Given problem → Exactly reproduce the lines from the line that has "Question. Indicate a point on each instance of the peach" down to the last line of the entries, inclusive.

Coordinate labeling data →
▬▬▬▬▬▬▬▬▬▬
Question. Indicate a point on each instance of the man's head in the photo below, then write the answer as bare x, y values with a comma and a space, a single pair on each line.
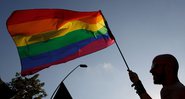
164, 69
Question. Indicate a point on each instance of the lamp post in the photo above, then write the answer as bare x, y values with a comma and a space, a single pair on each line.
81, 65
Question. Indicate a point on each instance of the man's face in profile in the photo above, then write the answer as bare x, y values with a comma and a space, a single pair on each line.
158, 73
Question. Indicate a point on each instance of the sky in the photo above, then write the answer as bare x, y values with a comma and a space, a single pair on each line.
142, 28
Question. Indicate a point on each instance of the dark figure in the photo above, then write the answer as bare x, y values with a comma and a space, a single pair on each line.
165, 72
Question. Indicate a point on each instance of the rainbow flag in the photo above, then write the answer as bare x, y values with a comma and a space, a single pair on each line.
45, 37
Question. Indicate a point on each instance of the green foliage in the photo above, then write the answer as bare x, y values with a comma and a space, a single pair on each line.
27, 88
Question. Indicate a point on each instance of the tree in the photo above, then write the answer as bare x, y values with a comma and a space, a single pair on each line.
27, 88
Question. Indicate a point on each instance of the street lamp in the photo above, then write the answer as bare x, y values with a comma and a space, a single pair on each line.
81, 65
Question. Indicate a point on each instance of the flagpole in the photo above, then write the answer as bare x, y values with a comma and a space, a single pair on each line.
128, 69
81, 65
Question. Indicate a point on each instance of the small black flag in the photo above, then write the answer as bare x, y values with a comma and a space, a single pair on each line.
62, 93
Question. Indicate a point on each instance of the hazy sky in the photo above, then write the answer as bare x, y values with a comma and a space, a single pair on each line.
142, 28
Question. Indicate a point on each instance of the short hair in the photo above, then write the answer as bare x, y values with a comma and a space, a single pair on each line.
171, 59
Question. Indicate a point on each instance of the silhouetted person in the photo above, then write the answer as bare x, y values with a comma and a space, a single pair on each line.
165, 72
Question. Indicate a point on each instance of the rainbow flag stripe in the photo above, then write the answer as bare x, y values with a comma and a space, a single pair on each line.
45, 37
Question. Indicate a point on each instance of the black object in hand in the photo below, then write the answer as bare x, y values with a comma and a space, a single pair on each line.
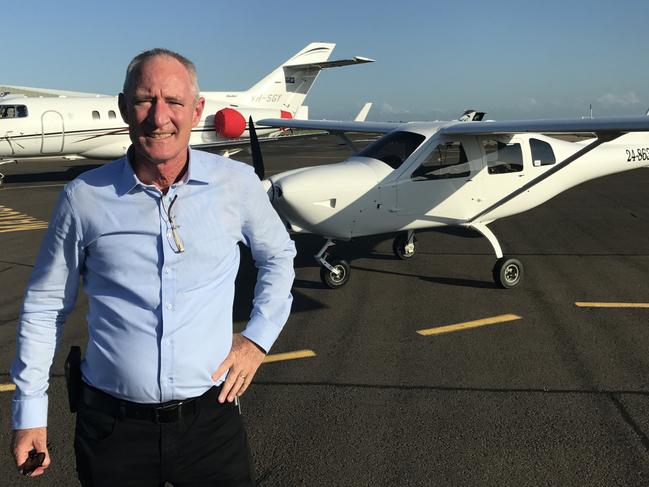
34, 460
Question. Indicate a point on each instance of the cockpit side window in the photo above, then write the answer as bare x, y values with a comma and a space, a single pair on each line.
393, 148
503, 158
13, 111
447, 160
542, 153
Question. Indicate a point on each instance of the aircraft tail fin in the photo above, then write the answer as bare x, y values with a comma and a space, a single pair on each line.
362, 115
288, 85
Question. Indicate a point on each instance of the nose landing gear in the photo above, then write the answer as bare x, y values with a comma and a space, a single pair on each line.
334, 273
403, 245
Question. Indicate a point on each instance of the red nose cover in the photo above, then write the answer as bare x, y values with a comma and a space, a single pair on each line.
229, 123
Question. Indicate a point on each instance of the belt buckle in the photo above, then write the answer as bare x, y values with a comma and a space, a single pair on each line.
169, 413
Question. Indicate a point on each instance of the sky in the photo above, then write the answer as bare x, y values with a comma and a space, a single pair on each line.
512, 59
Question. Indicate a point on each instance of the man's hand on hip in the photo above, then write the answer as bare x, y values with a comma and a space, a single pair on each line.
24, 441
242, 362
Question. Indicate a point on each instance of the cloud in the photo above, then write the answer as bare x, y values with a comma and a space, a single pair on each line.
623, 100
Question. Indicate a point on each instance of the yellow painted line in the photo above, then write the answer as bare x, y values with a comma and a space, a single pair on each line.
611, 305
494, 320
14, 221
280, 357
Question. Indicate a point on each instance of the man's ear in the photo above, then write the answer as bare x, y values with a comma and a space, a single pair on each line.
121, 101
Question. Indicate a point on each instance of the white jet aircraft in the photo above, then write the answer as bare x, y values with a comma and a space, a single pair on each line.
89, 125
465, 173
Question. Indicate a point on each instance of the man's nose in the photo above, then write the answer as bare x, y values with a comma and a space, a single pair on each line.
159, 114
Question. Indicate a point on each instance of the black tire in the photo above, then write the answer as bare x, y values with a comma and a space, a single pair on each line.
399, 246
338, 277
508, 272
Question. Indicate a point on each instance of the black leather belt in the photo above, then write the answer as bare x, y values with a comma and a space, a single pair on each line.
166, 412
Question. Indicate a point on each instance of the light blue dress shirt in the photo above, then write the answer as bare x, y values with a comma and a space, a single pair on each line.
159, 320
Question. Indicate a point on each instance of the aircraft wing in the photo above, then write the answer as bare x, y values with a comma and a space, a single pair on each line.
31, 91
332, 126
604, 125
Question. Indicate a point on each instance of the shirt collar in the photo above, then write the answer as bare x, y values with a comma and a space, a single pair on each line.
196, 172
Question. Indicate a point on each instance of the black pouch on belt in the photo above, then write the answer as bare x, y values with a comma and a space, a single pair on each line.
73, 377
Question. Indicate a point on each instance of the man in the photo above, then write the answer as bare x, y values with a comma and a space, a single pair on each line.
154, 236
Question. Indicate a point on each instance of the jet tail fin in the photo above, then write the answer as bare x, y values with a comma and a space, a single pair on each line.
288, 85
362, 115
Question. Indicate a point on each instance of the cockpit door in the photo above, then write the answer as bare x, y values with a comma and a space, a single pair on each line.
439, 185
53, 132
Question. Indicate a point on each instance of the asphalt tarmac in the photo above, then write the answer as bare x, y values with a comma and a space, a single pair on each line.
556, 395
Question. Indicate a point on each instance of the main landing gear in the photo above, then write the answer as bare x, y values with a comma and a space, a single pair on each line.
507, 272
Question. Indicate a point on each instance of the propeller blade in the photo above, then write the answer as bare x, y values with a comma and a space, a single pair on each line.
255, 150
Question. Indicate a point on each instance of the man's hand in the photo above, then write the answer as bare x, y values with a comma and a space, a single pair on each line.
244, 359
23, 441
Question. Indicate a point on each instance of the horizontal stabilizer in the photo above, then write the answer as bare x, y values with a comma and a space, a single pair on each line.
31, 91
331, 64
333, 126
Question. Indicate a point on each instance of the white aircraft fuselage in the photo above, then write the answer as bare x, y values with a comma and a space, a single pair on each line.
423, 175
365, 196
93, 127
89, 125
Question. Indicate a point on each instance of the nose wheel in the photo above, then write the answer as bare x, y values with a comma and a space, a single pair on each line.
334, 273
403, 245
508, 272
337, 275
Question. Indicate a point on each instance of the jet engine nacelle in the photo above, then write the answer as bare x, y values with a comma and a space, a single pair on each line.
231, 123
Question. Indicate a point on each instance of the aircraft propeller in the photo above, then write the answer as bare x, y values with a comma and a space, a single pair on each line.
255, 150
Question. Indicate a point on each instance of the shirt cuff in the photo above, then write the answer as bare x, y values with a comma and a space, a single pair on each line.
29, 413
262, 332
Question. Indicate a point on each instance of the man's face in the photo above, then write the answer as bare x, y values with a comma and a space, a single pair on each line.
160, 109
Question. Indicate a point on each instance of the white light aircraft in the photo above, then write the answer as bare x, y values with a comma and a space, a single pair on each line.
86, 125
466, 173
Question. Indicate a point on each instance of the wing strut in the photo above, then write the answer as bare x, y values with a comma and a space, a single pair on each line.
601, 138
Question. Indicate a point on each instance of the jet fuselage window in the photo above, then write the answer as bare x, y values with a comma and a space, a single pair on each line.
503, 158
393, 148
13, 111
447, 160
542, 153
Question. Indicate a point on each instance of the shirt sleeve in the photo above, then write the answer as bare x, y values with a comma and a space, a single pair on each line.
273, 252
49, 298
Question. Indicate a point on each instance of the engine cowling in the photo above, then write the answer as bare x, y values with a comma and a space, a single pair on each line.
229, 123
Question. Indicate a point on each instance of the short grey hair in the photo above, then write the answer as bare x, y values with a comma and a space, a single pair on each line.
135, 64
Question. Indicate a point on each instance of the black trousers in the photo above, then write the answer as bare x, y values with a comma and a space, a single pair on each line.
207, 448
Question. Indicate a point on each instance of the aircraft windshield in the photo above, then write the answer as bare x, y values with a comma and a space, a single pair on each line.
13, 111
393, 148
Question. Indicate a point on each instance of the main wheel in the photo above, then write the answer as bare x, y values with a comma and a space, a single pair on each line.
338, 276
508, 272
401, 248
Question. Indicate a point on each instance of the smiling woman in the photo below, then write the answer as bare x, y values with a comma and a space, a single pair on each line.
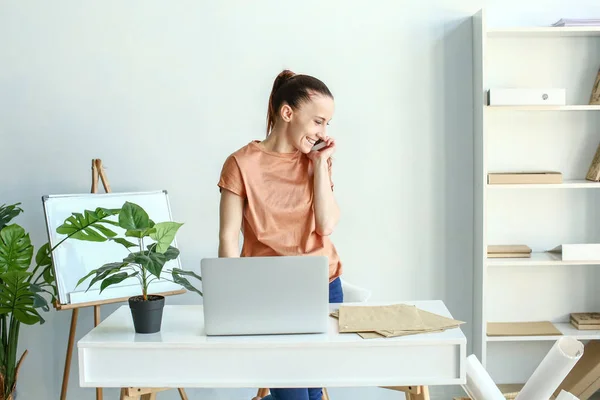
279, 191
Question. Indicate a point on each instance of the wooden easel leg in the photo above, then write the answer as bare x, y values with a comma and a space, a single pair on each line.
96, 322
67, 370
422, 393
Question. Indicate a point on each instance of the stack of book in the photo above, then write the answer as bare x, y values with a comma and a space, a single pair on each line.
586, 321
577, 22
509, 251
525, 177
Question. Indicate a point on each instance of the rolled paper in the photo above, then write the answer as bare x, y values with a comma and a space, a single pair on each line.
566, 396
553, 369
479, 384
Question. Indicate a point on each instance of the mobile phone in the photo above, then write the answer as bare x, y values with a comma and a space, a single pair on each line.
319, 145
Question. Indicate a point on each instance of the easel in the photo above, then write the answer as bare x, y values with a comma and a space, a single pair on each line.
98, 172
411, 392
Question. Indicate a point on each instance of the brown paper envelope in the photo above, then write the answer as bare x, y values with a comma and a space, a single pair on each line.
397, 317
435, 321
370, 335
390, 334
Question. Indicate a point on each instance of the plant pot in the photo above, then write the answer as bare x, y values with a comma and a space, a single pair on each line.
147, 315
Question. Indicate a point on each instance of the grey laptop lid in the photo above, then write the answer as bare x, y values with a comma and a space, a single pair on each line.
265, 295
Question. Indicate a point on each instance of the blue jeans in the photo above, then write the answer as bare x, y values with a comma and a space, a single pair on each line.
336, 295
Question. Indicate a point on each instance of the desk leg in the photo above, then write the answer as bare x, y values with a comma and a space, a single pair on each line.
140, 393
182, 394
412, 392
97, 321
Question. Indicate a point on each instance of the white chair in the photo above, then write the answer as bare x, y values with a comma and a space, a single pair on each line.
352, 294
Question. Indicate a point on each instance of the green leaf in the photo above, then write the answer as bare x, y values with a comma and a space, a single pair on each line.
124, 242
116, 278
89, 225
7, 213
17, 299
133, 217
16, 250
150, 261
179, 278
42, 257
164, 235
171, 253
139, 233
101, 272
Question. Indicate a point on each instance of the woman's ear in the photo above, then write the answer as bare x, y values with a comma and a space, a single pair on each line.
286, 112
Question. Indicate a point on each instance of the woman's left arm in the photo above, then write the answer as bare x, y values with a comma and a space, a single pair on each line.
327, 212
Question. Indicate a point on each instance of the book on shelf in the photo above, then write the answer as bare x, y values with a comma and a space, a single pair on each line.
578, 251
586, 320
508, 251
524, 177
566, 22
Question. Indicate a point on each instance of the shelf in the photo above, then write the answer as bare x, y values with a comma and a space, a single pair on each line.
566, 328
537, 258
567, 184
573, 107
544, 31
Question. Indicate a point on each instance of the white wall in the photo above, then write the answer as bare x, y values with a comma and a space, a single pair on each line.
164, 91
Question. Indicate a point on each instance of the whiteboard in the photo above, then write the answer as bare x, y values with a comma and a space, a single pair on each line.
74, 258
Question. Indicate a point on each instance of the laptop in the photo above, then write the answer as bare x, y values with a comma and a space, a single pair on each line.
265, 295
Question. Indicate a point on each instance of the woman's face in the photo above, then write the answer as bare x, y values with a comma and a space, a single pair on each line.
308, 123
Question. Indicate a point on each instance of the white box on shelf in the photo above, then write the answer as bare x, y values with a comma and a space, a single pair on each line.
578, 252
527, 97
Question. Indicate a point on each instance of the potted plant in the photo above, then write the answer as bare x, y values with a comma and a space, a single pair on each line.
152, 244
22, 292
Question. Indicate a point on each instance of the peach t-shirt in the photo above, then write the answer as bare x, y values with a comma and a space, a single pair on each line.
279, 218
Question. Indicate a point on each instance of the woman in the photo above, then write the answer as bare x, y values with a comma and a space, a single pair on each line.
279, 191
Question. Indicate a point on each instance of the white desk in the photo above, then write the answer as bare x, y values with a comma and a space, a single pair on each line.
181, 355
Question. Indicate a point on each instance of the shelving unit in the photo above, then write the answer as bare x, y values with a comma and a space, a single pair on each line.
▬▬▬▬▬▬▬▬▬▬
Result for this exercise →
Question. Indicate a point on each instance of the peach t-shirt in the photo above, then write the answer as bare x, y values with a comma and a space, a single pair on each line.
279, 218
Question. Indicate a point on each instance of the woman in the photo above, then write the answer as bare x, y values with a comma and a space, a single pair on each line.
279, 191
Question. Indicate a point on each instance of the white desk in the photo above, then write the answer as bare x, y values with a comma and a space, a single pair on each line.
181, 355
Question. Indicate a point on each instance of the shelving unit in the photo above, then write the answer as bare x, y values with a comma and a space, a single pair on each line.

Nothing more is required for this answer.